- _Exercise_
Can you lay out all of the data below as a Markdown table with the columns "Row" and "Line text", numbering each line, skipping blank lines, and leaving out any pictures?
◆ ◆ ◆ ◆ ◆ ◆ ◆
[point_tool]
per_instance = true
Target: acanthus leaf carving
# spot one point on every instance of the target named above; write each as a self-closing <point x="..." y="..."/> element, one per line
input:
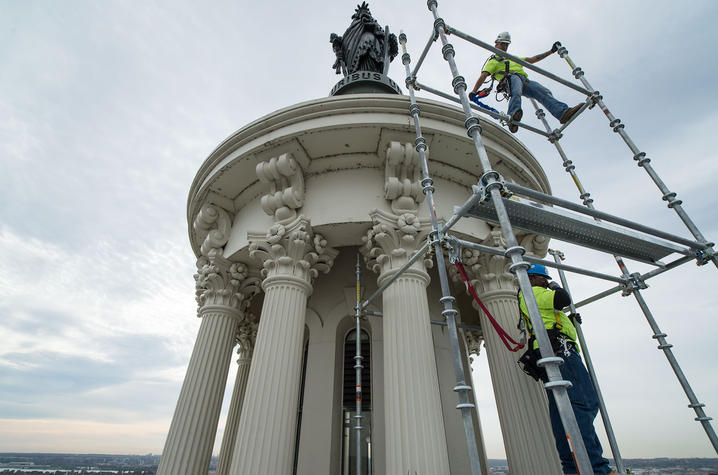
<point x="293" y="250"/>
<point x="402" y="178"/>
<point x="219" y="281"/>
<point x="213" y="226"/>
<point x="473" y="339"/>
<point x="286" y="187"/>
<point x="392" y="239"/>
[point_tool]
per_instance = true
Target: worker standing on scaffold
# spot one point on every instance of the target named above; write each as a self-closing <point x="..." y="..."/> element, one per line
<point x="515" y="82"/>
<point x="551" y="298"/>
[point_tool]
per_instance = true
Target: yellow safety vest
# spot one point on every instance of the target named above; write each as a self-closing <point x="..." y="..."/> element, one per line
<point x="551" y="317"/>
<point x="497" y="68"/>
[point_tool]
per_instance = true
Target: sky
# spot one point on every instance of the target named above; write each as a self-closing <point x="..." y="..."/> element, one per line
<point x="108" y="109"/>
◆ ◆ ◆ ◆ ◆ ◆ ◆
- _Result of this exercise_
| Row | Line text |
|---|---|
| 1 | [point_tool] |
| 2 | per_instance = true |
| 3 | Target: acanthus leaf carving |
| 4 | # spot one point on every instance of the target named above; write each as a self-closing <point x="..." y="..."/> element, one per line |
| 5 | input: |
| 6 | <point x="293" y="250"/> |
| 7 | <point x="402" y="178"/> |
| 8 | <point x="219" y="281"/> |
| 9 | <point x="213" y="226"/> |
| 10 | <point x="473" y="339"/> |
| 11 | <point x="286" y="187"/> |
| 12 | <point x="392" y="239"/> |
| 13 | [point_tool] |
| 14 | per_instance = true |
| 15 | Target: worker standing on scaffold |
| 16 | # spot one point on every instance of the target named above; write each as a self-closing <point x="..." y="..."/> element, one per line |
| 17 | <point x="515" y="82"/> |
| 18 | <point x="551" y="298"/> |
| 19 | [point_tool] |
| 20 | per_instance = true |
| 21 | Target: yellow safety vest |
| 22 | # spot one point on every instance of the target named above; write each as a self-closing <point x="..." y="..."/> element, one per line |
| 23 | <point x="551" y="317"/> |
| 24 | <point x="497" y="68"/> |
| 25 | [point_tool] |
| 26 | per_instance = true |
| 27 | Target: sky |
| 28 | # spot one point on every instance of the target named above; write each as a self-closing <point x="..." y="..."/> element, one per line |
| 29 | <point x="108" y="109"/> |